--- Text excerpt ---
# # #
Pre-screen your tenant with these questions

If you have chosen to go it alone and find your own tenant, you might find that you have several prospective tenants wishing to rent your property. But how do you choose one over the others? Maybe some insight into how we vet tenants will help you.

We look at three main areas when vetting a tenant:

The tenant’s credit & payment history

We draw a TPN RentCheck credit report to give us an idea of how well the tenant has paid their rent and other credit accounts in the past. It also tells us if they have had any defaults or judgements listed. You are welcome to draw this report yourself (with the tenant’s permission of course). It costs about R105. This report gives a credit score of A to F (there is no D). In most instances we would decline a tenant with an E or F, but we also look at the payment trend. In some instances, a person may have run into trouble – whether due to their own wrong-doing or circumstances beyond their control – but we can see a steady improvement in their payment behaviour.
Questions to ask: 
Do you have any judgements against you? If yes, for what amount and why?
Do I have permission to draw a TPN credit report? (if they refuse, they are a non-starter) 

Source & security of income 

Here we are looking for stability. First prize is someone with permanent employment who has been at the same company for several years.
# # #
--- Source information ---
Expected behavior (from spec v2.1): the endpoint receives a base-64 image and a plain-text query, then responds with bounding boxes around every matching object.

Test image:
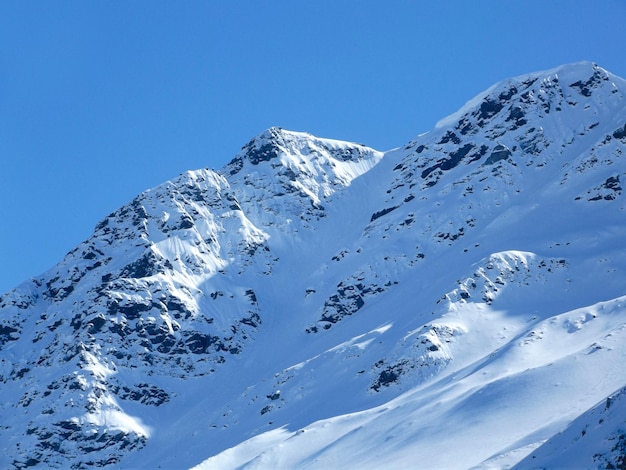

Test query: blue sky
[0,0,626,292]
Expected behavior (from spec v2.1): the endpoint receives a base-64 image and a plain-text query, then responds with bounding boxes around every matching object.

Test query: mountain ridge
[0,62,626,468]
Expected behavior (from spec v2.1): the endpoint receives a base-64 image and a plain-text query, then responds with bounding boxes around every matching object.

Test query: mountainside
[0,62,626,468]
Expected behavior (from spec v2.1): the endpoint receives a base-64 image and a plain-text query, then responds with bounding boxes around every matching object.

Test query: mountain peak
[0,62,626,468]
[435,61,626,129]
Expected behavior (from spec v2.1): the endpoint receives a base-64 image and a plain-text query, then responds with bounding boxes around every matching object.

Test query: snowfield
[0,62,626,469]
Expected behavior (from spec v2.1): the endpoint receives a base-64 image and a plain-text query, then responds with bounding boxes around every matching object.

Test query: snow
[0,63,626,469]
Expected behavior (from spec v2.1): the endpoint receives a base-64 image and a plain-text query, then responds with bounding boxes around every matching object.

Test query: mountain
[0,62,626,469]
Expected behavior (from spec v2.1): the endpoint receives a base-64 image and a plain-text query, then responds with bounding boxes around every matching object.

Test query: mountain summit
[0,62,626,469]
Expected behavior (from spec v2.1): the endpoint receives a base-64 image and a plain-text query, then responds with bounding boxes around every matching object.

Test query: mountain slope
[0,63,626,468]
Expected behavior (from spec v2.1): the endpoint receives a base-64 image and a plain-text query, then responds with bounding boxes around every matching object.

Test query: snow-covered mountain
[0,62,626,469]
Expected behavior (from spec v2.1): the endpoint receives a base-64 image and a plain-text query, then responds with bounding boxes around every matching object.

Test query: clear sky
[0,0,626,292]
# # #
--- What is expected ---
For each statement, say whether it agrees with the tenant-screening text, answering yes or no and quoting the words that decide it. (a) The TPN RentCheck credit report costs about R105. (b) The credit score in that report includes a D grade. (c) A prospective tenant who refuses permission for a credit report is considered a non-starter.

--- Solution for this exercise ---
(a) Yes: "It costs about R105."
(b) No: "This report gives a credit score of A to F (there is no D)."
(c) Yes: "if they refuse, they are a non-starter"